_Entries:_

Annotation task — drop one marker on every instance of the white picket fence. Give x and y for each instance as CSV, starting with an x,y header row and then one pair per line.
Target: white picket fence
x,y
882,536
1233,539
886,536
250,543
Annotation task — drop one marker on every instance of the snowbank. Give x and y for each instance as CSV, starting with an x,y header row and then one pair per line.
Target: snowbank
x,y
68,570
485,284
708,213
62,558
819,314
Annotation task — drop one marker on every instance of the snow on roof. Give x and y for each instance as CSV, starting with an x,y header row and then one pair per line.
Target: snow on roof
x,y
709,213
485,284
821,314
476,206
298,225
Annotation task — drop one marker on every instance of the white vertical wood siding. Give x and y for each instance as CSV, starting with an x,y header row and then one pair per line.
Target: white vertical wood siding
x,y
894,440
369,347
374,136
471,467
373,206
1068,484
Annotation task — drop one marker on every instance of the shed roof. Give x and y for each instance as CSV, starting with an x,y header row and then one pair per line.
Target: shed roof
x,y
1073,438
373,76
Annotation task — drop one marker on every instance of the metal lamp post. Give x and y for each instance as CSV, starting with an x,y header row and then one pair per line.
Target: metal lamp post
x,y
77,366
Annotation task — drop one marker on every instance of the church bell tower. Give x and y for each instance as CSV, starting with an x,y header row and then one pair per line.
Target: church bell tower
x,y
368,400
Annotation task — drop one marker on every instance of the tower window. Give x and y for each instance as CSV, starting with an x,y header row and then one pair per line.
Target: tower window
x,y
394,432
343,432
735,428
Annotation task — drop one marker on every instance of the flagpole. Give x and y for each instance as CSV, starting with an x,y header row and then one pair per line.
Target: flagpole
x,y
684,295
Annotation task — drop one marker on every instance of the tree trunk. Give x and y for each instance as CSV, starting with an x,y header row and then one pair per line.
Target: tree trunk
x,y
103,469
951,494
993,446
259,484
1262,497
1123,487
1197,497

_What is required:_
Rewrite every line of the records above as a numbered list, leaving out any blank lines.

_Exercise solution:_
1. Annotation task — drop one marker on every instance of the white picket fence. Give x and y for each instance as CSV, starting with an x,y header row and then one pair per line.
2. Target: white picket fence
3. x,y
4. 882,536
5. 1233,539
6. 886,536
7. 250,543
8. Annotation task — drop one marker on every instance of the snowbank. Give x and y for each instance as CSV, starting with an x,y header row and then one pair per line.
9. Target: snowbank
10. x,y
11. 68,570
12. 485,284
13. 708,213
14. 62,558
15. 819,314
16. Annotation task — drop one marker on every instance of the snow on roof. Give x and y for each instance as CSV, starting with an x,y header row and then one pair per line.
17. Target: snow on roof
18. x,y
19. 709,213
20. 485,284
21. 821,314
22. 476,206
23. 298,225
24. Annotation task — drop one marker on every instance of the white vertical wood siding. Give x and y for each instance as CSV, starting with an x,y header row and then one pair per line.
25. Target: white vertical wood siding
26. x,y
27. 894,440
28. 369,347
29. 374,136
30. 471,467
31. 373,206
32. 1068,484
33. Annotation task — drop one marker on every instance of the shed roof. Give x and y for each instance as CSV, starting with an x,y header row and then one pair per line.
34. Target: shed roof
35. x,y
36. 1073,438
37. 373,76
38. Annotation task — drop one marker on every instance of the metal lamp post. Give x and y for each instance as CSV, starting with an x,y header row and then one pair per line.
39. Target: metal lamp post
40. x,y
41. 77,366
42. Annotation task — drop one marker on every instance of the church bell tower. Give x and y for each instance as CSV, starting with an x,y header row and then one pair per line.
43. Target: church bell tower
44. x,y
45. 368,400
46. Annotation task — drop one marker on every instance of the tower window. Give x and y for each instance as CSV, starting with an x,y header row and then one pair per line.
47. Target: tower window
48. x,y
49. 394,432
50. 343,432
51. 735,428
52. Annotation task — drop one marker on every instance of the flagpole. Give x and y for each instance as CSV, starting with an x,y header row and then one pair per line.
53. Target: flagpole
54. x,y
55. 684,295
56. Annotation task — drop one marker on every instance of the tree trunk. Give x and y for each instance as CSV, starting with an x,y header row and then one pair per line.
57. Target: tree trunk
58. x,y
59. 103,469
60. 951,494
61. 993,446
62. 259,484
63. 1262,497
64. 1123,487
65. 1197,497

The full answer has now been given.